# PCI-E to PCI Converter card



## FilipM (Jun 14, 2020)

I tried using the search option but nothing came through...I may be a pleb and don't know how to use it

The problem is the following - Last week I upgraded my PC to a Ryzen configuration. Long story short, these new motherboards haven't got a PCI slot - which was very handy for an old Creative X-Fi Xtreme Gamer. I do understand it is an old sound card, but that thing ran rings around the onboard of both my old X58 and the Ryzen build. I have tried using modded drivers (namely Alan Finotty's) and although it improves the sound, it's still no where near where it should be.

I don't want to chuck my old sound card away, so I am looking at options of converting one of the PCI-E X1 slots into PCI compatible. I have come across a couple of options, but one has caught my eye:









						Shop
					

Insight Product |




					www.insight.com
				




Has anyone got any experience with such adapters?


PS. Maybe an alternative solution (A different soundcard?)


----------



## XL-R8R (Jun 14, 2020)

PCI-e Xonar.


Keep it looking nice in that case.


----------



## JustAnEngineer (Jun 14, 2020)

If your case has an extra slot on the back below the motherboard, this one would let you use a full-height PCI card:
https://www.amazon.com/PCI-Express-32bits-Adapter-Cable/dp/B00KZHDK4Q/

The other alternative is to go to a USB sound device.  I use a SoundBlaster Play! 3 with my laptop because the built-in headphone jack is mostly worn out.

* Objective 1
Name every user who posted in the thread above about the PCI-E to PCI converter card.
* Objective 2
Print the part of the converter card thread starting with "Has anyone got" and going on through "PCI-e Xonar.", word for word.

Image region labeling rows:
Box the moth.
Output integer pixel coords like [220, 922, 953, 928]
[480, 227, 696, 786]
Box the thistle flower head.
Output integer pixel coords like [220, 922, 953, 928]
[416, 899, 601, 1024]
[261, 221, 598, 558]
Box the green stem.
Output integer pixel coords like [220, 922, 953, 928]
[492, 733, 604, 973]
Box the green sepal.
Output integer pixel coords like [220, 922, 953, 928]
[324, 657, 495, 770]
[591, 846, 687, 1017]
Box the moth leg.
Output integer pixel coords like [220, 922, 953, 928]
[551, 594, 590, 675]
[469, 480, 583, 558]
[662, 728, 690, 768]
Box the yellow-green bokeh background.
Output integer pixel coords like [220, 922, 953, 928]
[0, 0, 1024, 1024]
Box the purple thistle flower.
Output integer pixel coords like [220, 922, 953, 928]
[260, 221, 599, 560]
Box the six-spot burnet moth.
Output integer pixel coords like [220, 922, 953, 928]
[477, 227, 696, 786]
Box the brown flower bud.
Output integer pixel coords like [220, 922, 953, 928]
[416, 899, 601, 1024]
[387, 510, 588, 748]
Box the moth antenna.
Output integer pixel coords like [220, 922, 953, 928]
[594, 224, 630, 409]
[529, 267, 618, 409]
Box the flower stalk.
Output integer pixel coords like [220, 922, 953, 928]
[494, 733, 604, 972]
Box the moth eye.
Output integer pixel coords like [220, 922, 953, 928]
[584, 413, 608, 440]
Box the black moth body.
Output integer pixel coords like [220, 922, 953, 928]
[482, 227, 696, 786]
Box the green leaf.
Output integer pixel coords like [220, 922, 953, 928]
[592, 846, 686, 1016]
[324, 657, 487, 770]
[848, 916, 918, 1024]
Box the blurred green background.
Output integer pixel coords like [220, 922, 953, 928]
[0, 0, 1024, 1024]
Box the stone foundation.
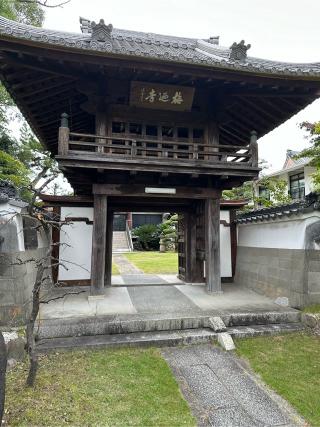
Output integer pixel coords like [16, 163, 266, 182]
[235, 246, 320, 308]
[0, 248, 47, 325]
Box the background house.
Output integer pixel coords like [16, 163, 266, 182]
[255, 150, 316, 200]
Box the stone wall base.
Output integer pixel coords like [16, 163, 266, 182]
[235, 246, 320, 308]
[0, 248, 50, 326]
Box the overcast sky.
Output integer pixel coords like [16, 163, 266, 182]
[44, 0, 320, 170]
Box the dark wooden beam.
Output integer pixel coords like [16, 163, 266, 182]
[204, 199, 221, 293]
[105, 211, 113, 286]
[91, 194, 107, 295]
[92, 184, 220, 199]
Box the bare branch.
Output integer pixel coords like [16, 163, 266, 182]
[18, 0, 71, 8]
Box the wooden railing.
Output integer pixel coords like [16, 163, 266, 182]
[59, 116, 258, 167]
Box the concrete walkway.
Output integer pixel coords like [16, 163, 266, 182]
[162, 344, 303, 427]
[40, 284, 295, 319]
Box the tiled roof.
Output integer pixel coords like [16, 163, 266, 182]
[0, 17, 320, 78]
[283, 150, 311, 170]
[236, 193, 320, 224]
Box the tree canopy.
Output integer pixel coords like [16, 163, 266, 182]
[0, 0, 71, 200]
[0, 0, 44, 27]
[297, 121, 320, 192]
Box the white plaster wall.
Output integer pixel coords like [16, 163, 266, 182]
[304, 166, 316, 195]
[238, 211, 320, 249]
[220, 211, 232, 277]
[58, 207, 232, 280]
[58, 207, 93, 280]
[0, 203, 25, 252]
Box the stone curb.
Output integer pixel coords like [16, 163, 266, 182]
[301, 313, 320, 329]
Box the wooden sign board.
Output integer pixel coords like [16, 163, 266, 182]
[130, 81, 194, 111]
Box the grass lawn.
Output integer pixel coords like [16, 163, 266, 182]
[6, 349, 196, 426]
[237, 333, 320, 426]
[125, 251, 178, 274]
[303, 304, 320, 314]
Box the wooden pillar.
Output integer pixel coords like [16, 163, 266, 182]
[91, 194, 107, 295]
[58, 113, 70, 156]
[96, 110, 107, 153]
[185, 210, 197, 283]
[204, 198, 221, 293]
[105, 212, 113, 286]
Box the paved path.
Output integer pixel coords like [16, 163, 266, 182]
[112, 254, 142, 274]
[162, 344, 302, 427]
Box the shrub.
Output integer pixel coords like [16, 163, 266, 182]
[132, 224, 160, 251]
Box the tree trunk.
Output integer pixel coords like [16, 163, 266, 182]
[26, 247, 51, 387]
[0, 331, 7, 425]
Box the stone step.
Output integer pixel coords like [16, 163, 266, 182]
[38, 310, 301, 338]
[37, 323, 304, 353]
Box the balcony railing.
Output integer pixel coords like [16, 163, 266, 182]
[59, 113, 258, 168]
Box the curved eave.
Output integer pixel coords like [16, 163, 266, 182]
[0, 18, 320, 81]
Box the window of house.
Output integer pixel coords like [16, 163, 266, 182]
[290, 172, 305, 200]
[23, 217, 39, 250]
[112, 122, 126, 133]
[259, 186, 270, 200]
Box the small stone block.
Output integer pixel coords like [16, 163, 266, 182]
[218, 332, 236, 351]
[208, 316, 227, 332]
[275, 297, 289, 307]
[88, 295, 105, 302]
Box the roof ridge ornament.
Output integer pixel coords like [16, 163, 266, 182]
[91, 19, 113, 43]
[229, 40, 251, 61]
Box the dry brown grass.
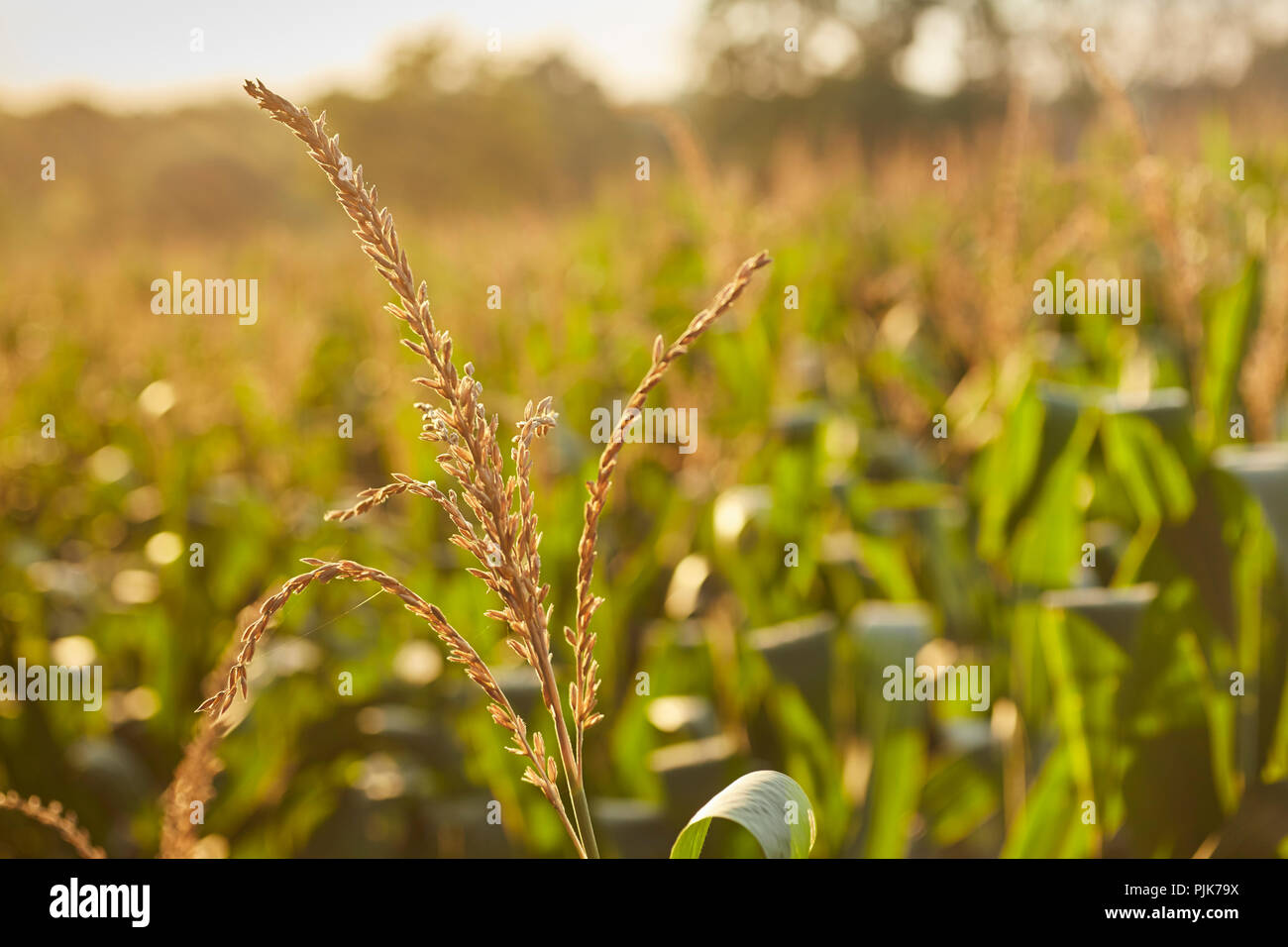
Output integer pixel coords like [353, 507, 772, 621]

* Task result 1
FilipM, XL-R8R, JustAnEngineer

* Task result 2
Has anyone got any experience with such adapters?


PS. Maybe an alternative solution (A different soundcard?)


----------



## XL-R8R (Jun 14, 2020)

PCI-e Xonar.